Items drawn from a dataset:
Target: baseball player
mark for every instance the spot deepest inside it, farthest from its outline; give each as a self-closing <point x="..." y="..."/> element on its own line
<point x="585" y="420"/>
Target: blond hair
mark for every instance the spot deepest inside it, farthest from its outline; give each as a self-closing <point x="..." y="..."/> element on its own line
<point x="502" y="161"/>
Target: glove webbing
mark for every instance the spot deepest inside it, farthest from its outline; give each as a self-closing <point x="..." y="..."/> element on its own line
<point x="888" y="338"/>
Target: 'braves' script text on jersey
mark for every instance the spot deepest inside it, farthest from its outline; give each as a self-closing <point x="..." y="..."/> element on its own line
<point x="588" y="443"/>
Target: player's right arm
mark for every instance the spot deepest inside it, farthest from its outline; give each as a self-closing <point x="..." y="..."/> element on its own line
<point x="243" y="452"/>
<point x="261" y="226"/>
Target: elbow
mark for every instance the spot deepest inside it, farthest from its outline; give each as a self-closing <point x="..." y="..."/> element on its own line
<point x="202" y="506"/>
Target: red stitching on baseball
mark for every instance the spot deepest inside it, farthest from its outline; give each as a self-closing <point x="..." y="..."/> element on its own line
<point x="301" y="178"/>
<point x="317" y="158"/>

...

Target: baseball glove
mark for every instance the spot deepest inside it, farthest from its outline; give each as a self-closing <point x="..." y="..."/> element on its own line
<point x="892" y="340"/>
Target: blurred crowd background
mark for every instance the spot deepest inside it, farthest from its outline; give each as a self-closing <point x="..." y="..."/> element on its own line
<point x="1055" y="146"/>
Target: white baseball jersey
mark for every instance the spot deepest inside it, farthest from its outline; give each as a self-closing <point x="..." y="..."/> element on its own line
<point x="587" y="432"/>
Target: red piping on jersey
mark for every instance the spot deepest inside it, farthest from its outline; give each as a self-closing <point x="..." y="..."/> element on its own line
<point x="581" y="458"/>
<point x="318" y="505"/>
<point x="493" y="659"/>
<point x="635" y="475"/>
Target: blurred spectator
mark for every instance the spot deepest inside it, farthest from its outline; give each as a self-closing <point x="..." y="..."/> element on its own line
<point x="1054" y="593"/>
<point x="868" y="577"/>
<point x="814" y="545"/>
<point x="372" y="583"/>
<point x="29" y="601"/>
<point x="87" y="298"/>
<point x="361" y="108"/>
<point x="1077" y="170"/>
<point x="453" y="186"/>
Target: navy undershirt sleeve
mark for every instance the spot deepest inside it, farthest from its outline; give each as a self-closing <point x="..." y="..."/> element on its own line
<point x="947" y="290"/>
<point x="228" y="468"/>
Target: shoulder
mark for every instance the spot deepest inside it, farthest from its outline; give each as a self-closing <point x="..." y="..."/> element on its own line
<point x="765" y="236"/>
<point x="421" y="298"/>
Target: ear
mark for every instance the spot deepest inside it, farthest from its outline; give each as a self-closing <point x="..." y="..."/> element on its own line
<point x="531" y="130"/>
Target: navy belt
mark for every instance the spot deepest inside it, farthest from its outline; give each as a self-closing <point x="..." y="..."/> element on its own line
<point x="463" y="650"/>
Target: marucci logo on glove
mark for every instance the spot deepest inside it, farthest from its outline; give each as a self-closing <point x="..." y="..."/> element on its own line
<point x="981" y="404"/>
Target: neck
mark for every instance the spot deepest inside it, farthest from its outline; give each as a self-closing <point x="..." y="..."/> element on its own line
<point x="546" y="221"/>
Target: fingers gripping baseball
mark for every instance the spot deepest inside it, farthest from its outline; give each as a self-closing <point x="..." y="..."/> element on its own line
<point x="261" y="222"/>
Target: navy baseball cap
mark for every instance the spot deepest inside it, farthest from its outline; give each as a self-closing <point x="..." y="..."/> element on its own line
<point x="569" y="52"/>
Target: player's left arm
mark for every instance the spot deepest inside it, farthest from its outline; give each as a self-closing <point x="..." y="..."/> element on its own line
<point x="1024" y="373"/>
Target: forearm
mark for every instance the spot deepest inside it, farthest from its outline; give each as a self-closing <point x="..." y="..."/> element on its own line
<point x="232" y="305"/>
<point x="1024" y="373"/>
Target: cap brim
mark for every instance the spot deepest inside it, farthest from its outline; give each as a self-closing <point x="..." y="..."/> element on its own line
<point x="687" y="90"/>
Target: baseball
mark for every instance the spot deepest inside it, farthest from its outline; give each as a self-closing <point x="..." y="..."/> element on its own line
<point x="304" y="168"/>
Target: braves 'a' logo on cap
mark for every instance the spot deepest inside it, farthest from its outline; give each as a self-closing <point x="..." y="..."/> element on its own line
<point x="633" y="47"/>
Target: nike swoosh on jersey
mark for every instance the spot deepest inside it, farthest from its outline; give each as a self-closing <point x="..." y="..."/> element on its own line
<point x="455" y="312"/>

WHAT TO PRODUCE => Pick out every line in the material above that contains the word "glove", and copy each of those lines.

RESPONSE FOR THIS EXERCISE =>
Target: glove webbing
Target: baseball glove
Target: marucci logo on glove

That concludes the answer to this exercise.